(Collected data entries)

▬▬▬▬▬▬

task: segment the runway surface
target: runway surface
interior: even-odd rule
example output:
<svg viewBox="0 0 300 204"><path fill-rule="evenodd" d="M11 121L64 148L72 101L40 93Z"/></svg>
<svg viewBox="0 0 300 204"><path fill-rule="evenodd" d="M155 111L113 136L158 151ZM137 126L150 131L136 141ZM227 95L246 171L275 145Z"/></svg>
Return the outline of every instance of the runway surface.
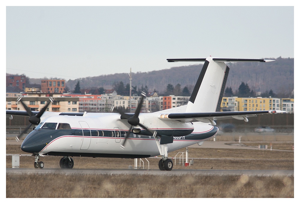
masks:
<svg viewBox="0 0 300 204"><path fill-rule="evenodd" d="M157 176L294 176L293 170L173 170L160 171L157 170L99 169L65 169L7 168L6 173L14 174L57 174L68 175L104 174L108 175L135 174Z"/></svg>
<svg viewBox="0 0 300 204"><path fill-rule="evenodd" d="M6 144L21 145L22 141L7 140ZM244 149L258 150L256 147L245 146L242 144L239 145L234 142L224 141L206 141L201 146L197 144L191 145L188 148L214 148ZM269 149L267 150L270 150ZM273 149L272 151L286 151ZM23 156L31 156L24 154ZM210 159L213 159L211 158ZM170 171L160 171L158 170L140 169L23 169L7 168L7 174L59 174L65 175L105 174L118 175L136 174L156 175L158 176L179 176L181 175L201 175L208 176L230 176L247 175L250 176L294 176L293 170L173 170Z"/></svg>

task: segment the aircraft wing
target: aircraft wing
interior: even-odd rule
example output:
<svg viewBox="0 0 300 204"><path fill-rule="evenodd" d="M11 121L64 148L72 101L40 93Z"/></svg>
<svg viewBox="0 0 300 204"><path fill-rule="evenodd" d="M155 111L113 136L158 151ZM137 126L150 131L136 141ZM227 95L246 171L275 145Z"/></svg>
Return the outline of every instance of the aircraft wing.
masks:
<svg viewBox="0 0 300 204"><path fill-rule="evenodd" d="M200 113L178 113L162 114L160 117L162 120L175 120L185 122L210 122L215 125L214 121L219 120L231 119L244 120L248 122L247 118L255 117L259 114L273 114L279 113L286 113L281 110L262 110L253 111L233 111L228 112L213 112Z"/></svg>

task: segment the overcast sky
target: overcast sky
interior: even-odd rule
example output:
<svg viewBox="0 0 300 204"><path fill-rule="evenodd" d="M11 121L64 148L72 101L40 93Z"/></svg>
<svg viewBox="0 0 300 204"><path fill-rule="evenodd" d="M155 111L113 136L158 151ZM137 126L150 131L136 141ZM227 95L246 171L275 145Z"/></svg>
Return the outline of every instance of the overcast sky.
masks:
<svg viewBox="0 0 300 204"><path fill-rule="evenodd" d="M68 80L193 64L167 58L293 58L294 9L7 6L6 72Z"/></svg>

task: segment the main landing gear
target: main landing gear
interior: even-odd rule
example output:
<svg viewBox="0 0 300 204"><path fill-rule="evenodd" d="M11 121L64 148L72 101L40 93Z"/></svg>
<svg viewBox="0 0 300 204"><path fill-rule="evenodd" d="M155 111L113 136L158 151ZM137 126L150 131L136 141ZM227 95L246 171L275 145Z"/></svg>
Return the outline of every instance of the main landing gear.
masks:
<svg viewBox="0 0 300 204"><path fill-rule="evenodd" d="M158 162L158 168L161 171L171 171L173 168L173 162L170 159L164 161L162 159Z"/></svg>
<svg viewBox="0 0 300 204"><path fill-rule="evenodd" d="M74 166L73 159L70 157L64 157L59 161L59 166L61 169L72 169Z"/></svg>
<svg viewBox="0 0 300 204"><path fill-rule="evenodd" d="M35 161L33 165L36 169L43 169L44 168L44 163L42 161L39 161L40 157L40 155L39 154L36 154L34 157ZM74 166L74 162L73 159L70 157L64 157L61 159L60 161L59 161L59 166L62 169L73 168Z"/></svg>
<svg viewBox="0 0 300 204"><path fill-rule="evenodd" d="M159 153L162 158L158 162L158 168L159 170L161 171L171 171L173 169L173 162L170 159L168 158L168 144L161 144L160 143L158 136L156 136L156 131L154 131L153 136L156 142Z"/></svg>

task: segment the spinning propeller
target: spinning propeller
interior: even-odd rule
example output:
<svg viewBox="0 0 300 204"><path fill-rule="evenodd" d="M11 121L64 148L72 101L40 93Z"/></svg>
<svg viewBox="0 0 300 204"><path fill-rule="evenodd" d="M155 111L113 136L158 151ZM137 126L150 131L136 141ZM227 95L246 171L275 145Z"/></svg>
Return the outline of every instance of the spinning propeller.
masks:
<svg viewBox="0 0 300 204"><path fill-rule="evenodd" d="M20 141L20 140L23 136L23 135L30 128L32 125L37 125L40 124L40 117L42 116L42 115L43 115L43 114L44 113L44 112L47 109L47 108L48 107L49 104L50 104L50 102L53 102L53 100L52 98L49 98L50 101L48 102L47 104L46 104L46 105L40 110L40 111L38 112L38 114L35 115L33 114L33 113L31 111L30 109L24 103L24 102L22 101L21 98L20 98L18 99L17 101L21 102L21 103L22 104L23 107L26 110L27 113L29 115L30 117L29 118L28 120L31 124L26 127L26 128L25 129L25 130L23 130L23 132L21 133L19 136L16 136L16 140L17 141L19 142Z"/></svg>
<svg viewBox="0 0 300 204"><path fill-rule="evenodd" d="M130 133L130 132L131 131L133 127L139 125L145 130L147 130L149 132L152 132L152 131L148 129L147 127L140 123L140 118L139 118L139 115L140 114L140 112L141 109L142 108L142 105L143 104L143 100L144 100L144 98L146 97L146 93L144 92L142 92L141 94L142 95L142 98L141 99L141 100L140 101L140 103L137 106L136 109L135 110L135 112L133 116L132 116L125 113L119 110L116 109L115 110L116 111L120 113L120 115L121 115L121 119L127 119L128 123L131 125L130 128L128 130L128 134L126 134L126 136L125 136L125 139L124 140L123 143L121 145L121 148L122 149L125 148L124 145L125 145L125 142L126 142L127 138L129 136L129 134ZM112 108L112 111L113 110L113 109L114 107L113 106Z"/></svg>

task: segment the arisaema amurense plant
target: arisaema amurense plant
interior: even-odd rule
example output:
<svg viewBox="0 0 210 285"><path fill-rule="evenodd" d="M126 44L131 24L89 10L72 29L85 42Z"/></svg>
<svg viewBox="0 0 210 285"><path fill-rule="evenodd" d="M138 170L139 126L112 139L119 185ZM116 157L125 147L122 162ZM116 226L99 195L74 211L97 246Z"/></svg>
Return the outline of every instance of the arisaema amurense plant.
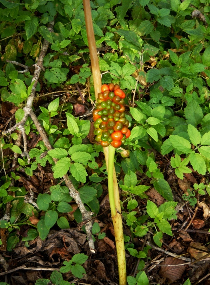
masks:
<svg viewBox="0 0 210 285"><path fill-rule="evenodd" d="M96 119L95 126L97 127L96 129L97 129L95 132L97 133L98 133L98 134L97 136L96 139L101 142L102 146L104 147L104 152L107 168L108 168L109 196L116 243L119 283L120 285L126 285L126 264L122 221L118 185L114 166L115 148L118 147L121 145L122 143L121 140L122 140L123 141L126 138L126 136L128 137L129 135L129 132L127 128L128 125L128 122L125 117L125 107L123 101L121 101L123 100L125 97L125 94L120 89L119 86L115 86L112 84L109 85L104 85L101 89L101 73L94 36L89 0L83 0L83 3L96 99L97 101L98 99L96 109L93 113L94 117ZM117 93L118 92L119 93ZM111 97L109 97L110 93L111 94L110 95ZM115 97L116 99L118 98L117 101L119 100L118 102L113 101ZM118 97L119 97L119 99ZM110 99L110 100L109 99ZM121 104L119 104L121 101ZM108 102L109 102L109 103L108 103ZM110 105L110 103L111 104ZM115 105L112 106L113 103L113 105L114 103ZM110 106L109 109L109 107L108 107L108 106ZM113 108L111 109L111 107ZM118 110L117 109L118 109ZM113 110L114 112L113 114L109 113L111 109ZM119 112L120 110L121 110L121 112ZM101 112L100 112L101 111ZM117 111L119 112L119 113ZM105 114L107 112L107 115L106 115ZM112 111L111 112L113 112L113 111ZM104 114L104 112L105 113ZM101 114L100 115L100 114ZM119 116L118 116L119 114ZM109 116L111 117L109 118ZM112 117L112 116L113 118ZM104 120L107 120L107 122L103 121L102 118ZM115 121L115 118L116 121ZM98 119L99 120L97 122ZM122 121L119 121L120 119ZM105 125L106 125L108 124L108 125L110 125L110 127L107 128L107 132L106 128L105 126ZM117 123L116 122L119 122ZM122 126L121 124L122 125ZM115 128L115 126L116 131L113 129L114 127ZM104 127L105 129L103 129L103 128L101 128L101 126L102 128ZM125 132L125 133L121 131L123 129L123 131ZM111 133L109 133L108 130L110 130L109 131ZM113 132L112 130L113 131ZM125 130L126 131L126 133ZM104 132L104 131L105 131ZM99 137L98 137L98 136Z"/></svg>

▬▬▬▬▬▬

▶ _Exercise instructions_: Reproduce the records above without any change, from the line that contains "task: segment the main landing gear" through the line that contains "166L73 159L70 157L64", including both of those lines.

▶ _Task result_:
task: segment the main landing gear
target: main landing gear
interior: even-odd rule
example output:
<svg viewBox="0 0 300 204"><path fill-rule="evenodd" d="M11 121L64 148L72 101L40 93Z"/></svg>
<svg viewBox="0 0 300 204"><path fill-rule="evenodd" d="M155 111L113 136L158 151ZM137 126L150 131L136 141ZM227 95L246 171L275 145Z"/></svg>
Return the outline of every instance of the main landing gear.
masks:
<svg viewBox="0 0 300 204"><path fill-rule="evenodd" d="M158 162L158 168L161 171L171 171L173 168L173 162L170 159L164 161L162 159Z"/></svg>
<svg viewBox="0 0 300 204"><path fill-rule="evenodd" d="M74 166L73 159L70 157L64 157L59 161L59 166L61 169L72 169Z"/></svg>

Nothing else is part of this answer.